» Work to be completed
Please set out each line of the records below as a JSON list of strings, one string per line, with blank lines dropped and the pictures left out.

» Dataset records
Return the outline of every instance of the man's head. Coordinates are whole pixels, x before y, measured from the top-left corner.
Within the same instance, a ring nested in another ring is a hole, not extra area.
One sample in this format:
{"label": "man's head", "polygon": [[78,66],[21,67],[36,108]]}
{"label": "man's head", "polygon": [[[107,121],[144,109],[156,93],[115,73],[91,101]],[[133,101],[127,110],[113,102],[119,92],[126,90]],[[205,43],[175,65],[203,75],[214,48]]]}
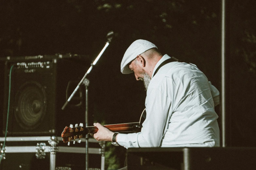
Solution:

» Written response
[
  "Return the outline of every instance of the man's head. Coordinates are whole pixels, x before y, measured from the top-left corner.",
  "Within the same instance, a ring nested in another ring is a hole, not extra area.",
  "One sample in this format:",
  "{\"label\": \"man's head\", \"polygon\": [[78,66],[21,67],[36,108]]}",
  "{\"label\": \"man's head\", \"polygon\": [[[107,121],[144,109],[156,93],[115,73],[91,101]],[[133,101],[127,110],[113,102],[119,92],[126,90]],[[205,43],[175,65],[203,75],[214,48]]]}",
  "Solution:"
]